Ali & Ava, 2021.
Directed by Clio Barnard.
Starring Adeel Akhtar, Claire Rushbrook, Shaun Thomas, Ellora Torchia and Natalie Gavin.
SYNOPSIS:
Romance sparks between two lost souls amid the housing estates of Bradford.
Clio Barnard is one of the foremost chroniclers of working class Britain. Set in and around Yorkshire, her films are occasionally bleak – certainly there’s little joy in the excellent Dark River and the ending of The Selfish Giant remains a savage gut-punch – but are also shot through with realism and feature rounded, likeable characters. She’s on gentler and more pleasant form with Ali & Ava, in which romance sprouts in complex circumstances.
The title characters are chalk and cheese on the surface. Ali (Adeel Akhtar) is a chaotic music lover and landlord of multiple properties – any debate around the morality of that profession is never mentioned – while Ava (Claire Rushbrook) is a teaching assistant, with four grown-up children and five grandkids. While family is the centre of Ava’s life, Ali is concealing from his own relatives the recent separation between he and wife Runa (Ellora Torchia), who is furthering her studies and growing apart from him as a result.
Like so many great movie romances, the bond between the titular duo begins with a chance encounter. Ali arrives at Ava’s school in order to pick up the daughter of some of his Slovakian tenants, with whom he is close friends. As rain pours down, Ali offers Ava a lift home and they bond. Interestingly, though, their initial spark is built as much on their differences – he likes punk rock, she loves country and folk – as the feelings of lost love and romantic detachment that they have in common.
Character actor Akhtar shines in a rare leading role, bringing a real sense of warmth to Ali and finding shades of tragedy beneath his outward persona as a carefree man-child. When we see Ali dancing alone atop his car in a misty field, unleashing a primal scream into the void, the character’s pain is as visible in Akhtar’s hunched, defensive physicality as it is in his choice of secluded location. His fondness for wearing a hood over a baseball cap initially looks like a quirky affectation, but eventually becomes emblematic of his desire to hide from anything serious.
The same sense of barely concealed tragedy affects Rushbrook’s character. Another under-appreciated supporting player ascending to top billing, Rushbrook throws herself into the portrayal of a woman who has spent several decades defined by motherhood and is now looking for an identity beyond her offspring. Ava lives in a housing estate with a troubled reputation and Barnard’s cinematographer Ole Bratt Birkeland renders the city as a washed-out land in which hope is on the scarce side.

Complete the following —
1. Rewrite the paragraph of the film review that begins "The title characters are chalk and cheese" as a short list that keeps its main facts.
2. Answer these questions from the film review:
(a) Who directed Ali & Ava?
(b) What music does Ali like, and what music does Ava love?
(c) Who is Barnard's cinematographer?
3. Reproduce the part of the film review that opens with the words containing "Like so many" and closes with "have in common.".
The records are separate material and have nothing to do with the film review.

Entries shown —
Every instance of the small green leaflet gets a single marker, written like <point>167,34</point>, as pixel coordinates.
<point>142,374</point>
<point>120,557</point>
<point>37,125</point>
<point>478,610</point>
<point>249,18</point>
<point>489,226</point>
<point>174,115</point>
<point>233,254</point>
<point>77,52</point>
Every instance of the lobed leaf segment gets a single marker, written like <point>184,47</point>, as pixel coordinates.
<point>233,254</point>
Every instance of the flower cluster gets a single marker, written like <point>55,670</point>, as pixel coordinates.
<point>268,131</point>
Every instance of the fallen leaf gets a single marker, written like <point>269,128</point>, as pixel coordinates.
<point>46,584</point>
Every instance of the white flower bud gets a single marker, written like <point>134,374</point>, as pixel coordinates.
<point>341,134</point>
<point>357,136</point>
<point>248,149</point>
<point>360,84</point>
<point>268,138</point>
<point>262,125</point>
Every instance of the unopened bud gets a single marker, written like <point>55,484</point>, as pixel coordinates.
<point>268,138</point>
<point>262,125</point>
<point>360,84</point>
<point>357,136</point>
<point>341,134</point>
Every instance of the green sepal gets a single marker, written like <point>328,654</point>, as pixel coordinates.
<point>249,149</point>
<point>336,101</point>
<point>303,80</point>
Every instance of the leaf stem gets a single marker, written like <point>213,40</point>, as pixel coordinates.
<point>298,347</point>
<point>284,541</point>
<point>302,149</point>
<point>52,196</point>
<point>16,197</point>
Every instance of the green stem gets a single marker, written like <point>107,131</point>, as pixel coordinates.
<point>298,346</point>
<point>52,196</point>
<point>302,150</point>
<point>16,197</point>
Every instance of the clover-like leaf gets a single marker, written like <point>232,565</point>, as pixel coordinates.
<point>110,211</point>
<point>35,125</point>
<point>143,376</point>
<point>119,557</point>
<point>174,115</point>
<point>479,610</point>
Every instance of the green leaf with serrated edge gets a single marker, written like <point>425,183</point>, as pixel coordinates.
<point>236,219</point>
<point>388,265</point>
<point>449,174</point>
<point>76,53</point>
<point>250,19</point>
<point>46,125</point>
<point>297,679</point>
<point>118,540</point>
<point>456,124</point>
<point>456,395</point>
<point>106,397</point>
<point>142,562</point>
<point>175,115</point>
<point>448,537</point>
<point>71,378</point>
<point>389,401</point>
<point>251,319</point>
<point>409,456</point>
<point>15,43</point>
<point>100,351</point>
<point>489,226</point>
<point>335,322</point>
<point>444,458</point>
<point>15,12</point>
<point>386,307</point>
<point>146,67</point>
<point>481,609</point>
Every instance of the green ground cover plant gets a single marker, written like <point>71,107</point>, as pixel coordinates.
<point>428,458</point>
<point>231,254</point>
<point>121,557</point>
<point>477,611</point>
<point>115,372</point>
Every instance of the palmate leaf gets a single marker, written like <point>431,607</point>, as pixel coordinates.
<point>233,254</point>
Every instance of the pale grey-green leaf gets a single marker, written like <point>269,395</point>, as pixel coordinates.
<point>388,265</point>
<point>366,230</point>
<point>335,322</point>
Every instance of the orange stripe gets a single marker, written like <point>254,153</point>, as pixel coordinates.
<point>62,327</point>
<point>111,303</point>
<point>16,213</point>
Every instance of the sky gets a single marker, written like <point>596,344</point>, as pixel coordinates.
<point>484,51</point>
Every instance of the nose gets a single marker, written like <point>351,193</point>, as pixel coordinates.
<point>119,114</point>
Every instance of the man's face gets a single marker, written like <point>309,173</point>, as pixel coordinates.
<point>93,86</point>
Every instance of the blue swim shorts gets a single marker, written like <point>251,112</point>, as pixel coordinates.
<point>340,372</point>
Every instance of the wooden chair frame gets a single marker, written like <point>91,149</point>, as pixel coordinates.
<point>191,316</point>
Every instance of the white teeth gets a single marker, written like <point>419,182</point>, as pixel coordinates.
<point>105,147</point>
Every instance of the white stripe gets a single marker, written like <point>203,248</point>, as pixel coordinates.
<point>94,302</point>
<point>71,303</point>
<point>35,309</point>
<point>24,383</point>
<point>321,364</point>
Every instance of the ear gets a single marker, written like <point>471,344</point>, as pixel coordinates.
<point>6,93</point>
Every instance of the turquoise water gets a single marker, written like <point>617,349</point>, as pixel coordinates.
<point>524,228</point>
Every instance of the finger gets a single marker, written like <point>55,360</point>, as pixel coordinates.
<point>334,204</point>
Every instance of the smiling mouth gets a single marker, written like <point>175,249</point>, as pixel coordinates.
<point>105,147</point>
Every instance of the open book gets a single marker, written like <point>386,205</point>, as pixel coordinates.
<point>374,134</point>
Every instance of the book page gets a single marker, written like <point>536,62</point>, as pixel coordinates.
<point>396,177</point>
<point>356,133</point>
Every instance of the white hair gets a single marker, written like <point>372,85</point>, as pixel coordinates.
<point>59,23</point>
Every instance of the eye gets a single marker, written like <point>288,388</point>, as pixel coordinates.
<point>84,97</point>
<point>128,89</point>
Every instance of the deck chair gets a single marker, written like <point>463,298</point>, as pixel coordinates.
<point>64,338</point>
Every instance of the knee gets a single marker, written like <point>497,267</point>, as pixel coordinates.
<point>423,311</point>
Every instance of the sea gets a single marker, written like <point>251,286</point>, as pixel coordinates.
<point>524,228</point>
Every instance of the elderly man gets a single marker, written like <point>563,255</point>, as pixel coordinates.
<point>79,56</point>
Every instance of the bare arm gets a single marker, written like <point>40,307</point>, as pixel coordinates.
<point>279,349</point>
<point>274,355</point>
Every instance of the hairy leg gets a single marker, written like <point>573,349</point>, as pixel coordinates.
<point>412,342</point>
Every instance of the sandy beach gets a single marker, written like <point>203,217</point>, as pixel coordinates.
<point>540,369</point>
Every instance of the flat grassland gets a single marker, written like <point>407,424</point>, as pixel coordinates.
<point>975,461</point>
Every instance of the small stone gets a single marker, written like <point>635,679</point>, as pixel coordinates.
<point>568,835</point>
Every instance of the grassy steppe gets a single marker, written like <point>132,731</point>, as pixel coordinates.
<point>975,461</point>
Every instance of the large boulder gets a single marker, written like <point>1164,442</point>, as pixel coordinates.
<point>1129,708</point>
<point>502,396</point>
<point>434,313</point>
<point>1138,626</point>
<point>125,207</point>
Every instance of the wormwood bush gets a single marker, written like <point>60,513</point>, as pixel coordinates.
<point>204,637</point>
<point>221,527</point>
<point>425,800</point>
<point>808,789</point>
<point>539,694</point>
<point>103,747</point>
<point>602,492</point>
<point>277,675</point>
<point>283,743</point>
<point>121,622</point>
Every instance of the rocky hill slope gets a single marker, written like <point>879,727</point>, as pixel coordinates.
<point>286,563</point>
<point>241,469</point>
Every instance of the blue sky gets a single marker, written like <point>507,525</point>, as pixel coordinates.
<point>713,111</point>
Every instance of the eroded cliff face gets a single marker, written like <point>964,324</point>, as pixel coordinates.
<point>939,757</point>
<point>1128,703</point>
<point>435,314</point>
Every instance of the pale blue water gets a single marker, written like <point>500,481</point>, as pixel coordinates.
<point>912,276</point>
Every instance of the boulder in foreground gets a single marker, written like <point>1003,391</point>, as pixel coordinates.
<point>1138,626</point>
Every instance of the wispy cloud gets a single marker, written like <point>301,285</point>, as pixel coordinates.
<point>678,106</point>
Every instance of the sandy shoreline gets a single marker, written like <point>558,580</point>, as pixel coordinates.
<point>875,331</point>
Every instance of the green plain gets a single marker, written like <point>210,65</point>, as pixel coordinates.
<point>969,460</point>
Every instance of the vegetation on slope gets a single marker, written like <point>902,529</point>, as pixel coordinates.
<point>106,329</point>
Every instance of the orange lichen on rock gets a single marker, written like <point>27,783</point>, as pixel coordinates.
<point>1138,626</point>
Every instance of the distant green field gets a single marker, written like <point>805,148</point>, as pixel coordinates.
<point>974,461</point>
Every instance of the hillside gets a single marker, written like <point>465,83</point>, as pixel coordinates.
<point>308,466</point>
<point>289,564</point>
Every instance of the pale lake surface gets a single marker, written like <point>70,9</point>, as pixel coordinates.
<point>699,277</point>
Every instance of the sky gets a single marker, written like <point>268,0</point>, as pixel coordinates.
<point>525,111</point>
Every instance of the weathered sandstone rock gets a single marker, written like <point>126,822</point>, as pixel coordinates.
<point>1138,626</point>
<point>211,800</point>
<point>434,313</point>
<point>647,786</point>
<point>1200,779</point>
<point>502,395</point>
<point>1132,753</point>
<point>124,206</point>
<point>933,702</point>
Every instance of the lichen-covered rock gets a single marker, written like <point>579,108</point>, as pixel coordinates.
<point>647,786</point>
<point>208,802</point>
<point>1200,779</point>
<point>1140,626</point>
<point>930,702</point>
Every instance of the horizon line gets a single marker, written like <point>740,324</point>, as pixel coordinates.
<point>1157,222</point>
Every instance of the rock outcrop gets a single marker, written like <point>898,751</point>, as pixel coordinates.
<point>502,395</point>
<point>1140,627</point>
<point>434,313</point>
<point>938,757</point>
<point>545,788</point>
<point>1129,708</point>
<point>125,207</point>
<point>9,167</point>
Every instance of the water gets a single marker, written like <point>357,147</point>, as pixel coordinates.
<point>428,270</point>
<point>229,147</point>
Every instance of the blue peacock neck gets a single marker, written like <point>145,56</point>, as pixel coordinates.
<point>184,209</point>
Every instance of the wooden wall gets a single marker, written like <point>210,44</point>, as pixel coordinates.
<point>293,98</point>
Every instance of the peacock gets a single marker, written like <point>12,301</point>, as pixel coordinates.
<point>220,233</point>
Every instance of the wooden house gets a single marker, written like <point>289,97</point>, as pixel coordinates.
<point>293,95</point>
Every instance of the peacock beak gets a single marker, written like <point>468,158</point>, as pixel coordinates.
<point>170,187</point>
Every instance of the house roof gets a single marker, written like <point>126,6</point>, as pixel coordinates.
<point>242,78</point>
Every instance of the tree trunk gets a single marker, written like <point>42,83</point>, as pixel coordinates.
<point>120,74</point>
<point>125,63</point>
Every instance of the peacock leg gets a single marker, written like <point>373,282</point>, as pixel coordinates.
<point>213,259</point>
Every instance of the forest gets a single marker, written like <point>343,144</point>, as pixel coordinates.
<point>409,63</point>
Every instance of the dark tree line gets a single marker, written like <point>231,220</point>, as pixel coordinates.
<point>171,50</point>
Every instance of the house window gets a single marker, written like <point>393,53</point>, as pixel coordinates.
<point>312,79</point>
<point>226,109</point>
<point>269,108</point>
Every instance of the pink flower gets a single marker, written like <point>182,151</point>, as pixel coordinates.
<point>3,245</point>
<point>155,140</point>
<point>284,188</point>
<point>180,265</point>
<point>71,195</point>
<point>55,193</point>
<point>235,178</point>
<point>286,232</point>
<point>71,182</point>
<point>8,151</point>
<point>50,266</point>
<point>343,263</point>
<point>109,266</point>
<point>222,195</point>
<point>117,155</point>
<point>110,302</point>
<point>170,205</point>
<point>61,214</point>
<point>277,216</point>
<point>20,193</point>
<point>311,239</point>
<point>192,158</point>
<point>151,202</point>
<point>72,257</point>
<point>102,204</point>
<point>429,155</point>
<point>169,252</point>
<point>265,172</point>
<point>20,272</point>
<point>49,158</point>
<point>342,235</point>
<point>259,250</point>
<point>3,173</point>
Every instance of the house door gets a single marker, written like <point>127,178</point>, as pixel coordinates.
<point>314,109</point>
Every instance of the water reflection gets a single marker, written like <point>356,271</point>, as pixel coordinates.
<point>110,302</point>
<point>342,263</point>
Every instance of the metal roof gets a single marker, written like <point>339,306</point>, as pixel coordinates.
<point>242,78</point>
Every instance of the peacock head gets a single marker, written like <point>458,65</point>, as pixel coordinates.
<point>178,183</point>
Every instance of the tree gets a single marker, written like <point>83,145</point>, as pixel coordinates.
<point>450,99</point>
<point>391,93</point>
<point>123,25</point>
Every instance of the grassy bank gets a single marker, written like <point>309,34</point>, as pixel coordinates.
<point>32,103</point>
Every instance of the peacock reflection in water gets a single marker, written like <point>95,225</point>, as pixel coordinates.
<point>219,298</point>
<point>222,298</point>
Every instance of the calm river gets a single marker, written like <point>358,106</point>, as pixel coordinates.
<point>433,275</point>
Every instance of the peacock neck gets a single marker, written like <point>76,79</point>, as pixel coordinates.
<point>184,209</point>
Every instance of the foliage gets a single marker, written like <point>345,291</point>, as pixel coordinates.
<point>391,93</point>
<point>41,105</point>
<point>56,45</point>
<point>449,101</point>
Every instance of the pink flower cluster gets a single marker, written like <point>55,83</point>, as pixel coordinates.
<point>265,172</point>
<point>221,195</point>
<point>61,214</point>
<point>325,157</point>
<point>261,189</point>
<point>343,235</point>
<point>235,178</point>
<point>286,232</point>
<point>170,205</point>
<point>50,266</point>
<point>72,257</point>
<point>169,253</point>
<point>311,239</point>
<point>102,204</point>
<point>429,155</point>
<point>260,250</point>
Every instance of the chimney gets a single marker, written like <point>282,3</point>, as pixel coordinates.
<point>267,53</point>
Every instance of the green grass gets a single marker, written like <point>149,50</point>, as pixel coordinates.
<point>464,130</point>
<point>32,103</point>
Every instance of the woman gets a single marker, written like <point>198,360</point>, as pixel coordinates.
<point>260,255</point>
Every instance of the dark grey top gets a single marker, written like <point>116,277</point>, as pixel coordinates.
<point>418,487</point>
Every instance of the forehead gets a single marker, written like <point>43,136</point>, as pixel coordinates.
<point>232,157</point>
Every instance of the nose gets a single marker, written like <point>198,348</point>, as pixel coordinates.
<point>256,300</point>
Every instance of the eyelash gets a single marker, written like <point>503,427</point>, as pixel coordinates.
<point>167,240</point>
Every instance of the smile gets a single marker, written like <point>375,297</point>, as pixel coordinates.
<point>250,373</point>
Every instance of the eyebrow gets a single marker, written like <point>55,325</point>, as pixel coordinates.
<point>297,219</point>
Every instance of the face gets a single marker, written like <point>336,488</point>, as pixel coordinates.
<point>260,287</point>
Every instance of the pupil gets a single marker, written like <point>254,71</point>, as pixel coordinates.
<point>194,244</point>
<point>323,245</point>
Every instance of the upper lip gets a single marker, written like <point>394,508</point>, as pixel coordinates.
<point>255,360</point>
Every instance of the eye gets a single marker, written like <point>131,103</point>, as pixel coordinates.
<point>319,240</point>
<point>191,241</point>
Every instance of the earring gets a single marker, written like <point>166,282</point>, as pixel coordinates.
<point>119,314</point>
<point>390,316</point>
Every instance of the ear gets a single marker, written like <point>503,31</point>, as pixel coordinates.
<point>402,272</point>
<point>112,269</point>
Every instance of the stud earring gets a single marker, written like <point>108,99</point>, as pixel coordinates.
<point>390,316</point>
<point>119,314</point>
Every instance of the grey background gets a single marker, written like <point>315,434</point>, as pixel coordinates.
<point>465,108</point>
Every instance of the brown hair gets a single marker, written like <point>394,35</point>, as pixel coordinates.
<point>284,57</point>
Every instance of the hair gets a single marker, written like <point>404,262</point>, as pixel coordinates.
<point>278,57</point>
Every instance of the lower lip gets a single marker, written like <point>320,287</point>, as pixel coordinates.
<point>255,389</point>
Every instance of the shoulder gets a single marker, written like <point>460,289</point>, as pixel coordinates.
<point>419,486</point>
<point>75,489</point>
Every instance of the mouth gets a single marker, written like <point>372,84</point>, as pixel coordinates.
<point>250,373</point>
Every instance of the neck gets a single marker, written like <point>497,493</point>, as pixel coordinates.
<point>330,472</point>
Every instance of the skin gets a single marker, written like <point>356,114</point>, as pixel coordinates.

Expected responses —
1.
- Ali and Ava seem very different on the surface.
- Ali (Adeel Akhtar) is a chaotic music lover and the landlord of several properties.
- Ava (Claire Rushbrook) is a teaching assistant with four grown-up children and five grandchildren.
- Family is the center of Ava's life.
- Ali is hiding from his relatives that he has recently separated from his wife Runa (Ellora Torchia). She is furthering her studies and growing apart from him as a result.

2.
(a) Clio Barnard
(b) Ali likes punk rock, and Ava loves country and folk.
(c) Ole Bratt Birkeland

3.
Like so many great movie romances, the bond between the titular duo begins with a chance encounter. Ali arrives at Ava’s school in order to pick up the daughter of some of his Slovakian tenants, with whom he is close friends. As rain pours down, Ali offers Ava a lift home and they bond. Interestingly, though, their initial spark is built as much on their differences – he likes punk rock, she loves country and folk – as the feelings of lost love and romantic detachment that they have in common.